→ Exercise goal
Write out only the lines from the line that holds "pin: truck |" to the end of the listing below, inclusive, with the pictures omitted.

→ Given data

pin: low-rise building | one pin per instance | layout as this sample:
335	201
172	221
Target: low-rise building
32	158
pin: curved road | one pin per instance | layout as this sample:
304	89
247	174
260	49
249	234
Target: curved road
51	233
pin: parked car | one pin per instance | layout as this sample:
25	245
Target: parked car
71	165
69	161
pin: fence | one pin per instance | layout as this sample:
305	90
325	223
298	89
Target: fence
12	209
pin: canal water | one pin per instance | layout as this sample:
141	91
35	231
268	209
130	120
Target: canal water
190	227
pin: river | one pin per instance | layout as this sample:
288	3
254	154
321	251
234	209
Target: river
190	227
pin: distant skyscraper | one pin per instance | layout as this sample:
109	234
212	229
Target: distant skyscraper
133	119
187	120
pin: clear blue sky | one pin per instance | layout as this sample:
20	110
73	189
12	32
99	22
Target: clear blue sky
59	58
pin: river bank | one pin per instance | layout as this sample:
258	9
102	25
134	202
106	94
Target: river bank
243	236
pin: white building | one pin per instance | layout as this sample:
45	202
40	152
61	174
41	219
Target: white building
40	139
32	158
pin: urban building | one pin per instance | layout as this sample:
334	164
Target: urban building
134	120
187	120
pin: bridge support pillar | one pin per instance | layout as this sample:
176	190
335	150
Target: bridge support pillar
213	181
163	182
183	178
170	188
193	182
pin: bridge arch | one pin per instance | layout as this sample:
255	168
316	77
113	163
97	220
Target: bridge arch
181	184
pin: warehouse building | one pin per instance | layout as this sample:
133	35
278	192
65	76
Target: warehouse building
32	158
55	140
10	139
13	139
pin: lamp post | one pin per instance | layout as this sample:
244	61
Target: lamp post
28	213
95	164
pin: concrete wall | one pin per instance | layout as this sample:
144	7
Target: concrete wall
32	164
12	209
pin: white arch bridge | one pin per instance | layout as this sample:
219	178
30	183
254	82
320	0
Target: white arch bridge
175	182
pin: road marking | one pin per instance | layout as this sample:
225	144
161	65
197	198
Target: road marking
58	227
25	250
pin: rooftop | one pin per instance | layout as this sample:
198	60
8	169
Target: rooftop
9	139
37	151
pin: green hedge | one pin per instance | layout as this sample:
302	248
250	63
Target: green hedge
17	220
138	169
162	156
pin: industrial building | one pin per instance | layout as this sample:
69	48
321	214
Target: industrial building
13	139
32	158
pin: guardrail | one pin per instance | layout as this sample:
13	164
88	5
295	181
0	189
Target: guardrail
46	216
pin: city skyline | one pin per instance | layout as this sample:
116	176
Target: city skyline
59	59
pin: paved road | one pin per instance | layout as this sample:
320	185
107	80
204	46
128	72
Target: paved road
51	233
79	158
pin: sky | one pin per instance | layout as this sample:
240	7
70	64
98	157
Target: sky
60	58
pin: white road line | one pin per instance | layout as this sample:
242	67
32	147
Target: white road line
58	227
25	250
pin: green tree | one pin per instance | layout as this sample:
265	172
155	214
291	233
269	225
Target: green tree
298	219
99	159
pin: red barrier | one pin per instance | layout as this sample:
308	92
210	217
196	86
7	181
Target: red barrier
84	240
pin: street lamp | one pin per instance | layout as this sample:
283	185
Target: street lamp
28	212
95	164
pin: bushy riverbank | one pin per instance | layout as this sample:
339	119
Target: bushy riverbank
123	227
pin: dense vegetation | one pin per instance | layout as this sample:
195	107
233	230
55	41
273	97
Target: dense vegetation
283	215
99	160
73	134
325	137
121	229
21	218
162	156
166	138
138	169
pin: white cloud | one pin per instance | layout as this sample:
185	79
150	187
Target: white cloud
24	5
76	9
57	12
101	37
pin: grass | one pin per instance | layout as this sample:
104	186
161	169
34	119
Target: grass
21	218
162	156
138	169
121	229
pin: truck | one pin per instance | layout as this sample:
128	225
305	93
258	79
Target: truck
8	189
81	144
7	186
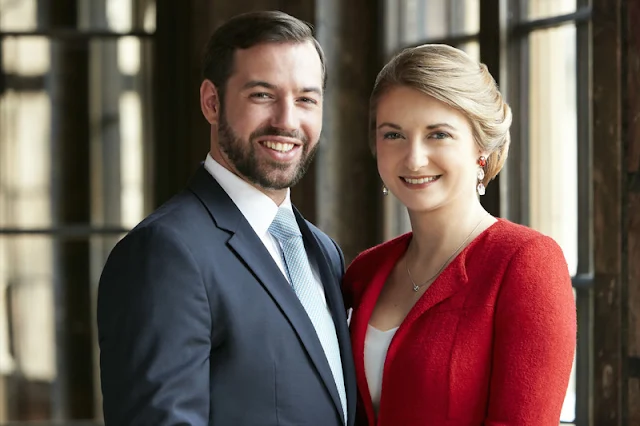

→ Solution to this exercise
pin: truck | one pin per instance | layout as this sample:
128	225
305	93
258	79
Target: truck
8	189
81	144
7	186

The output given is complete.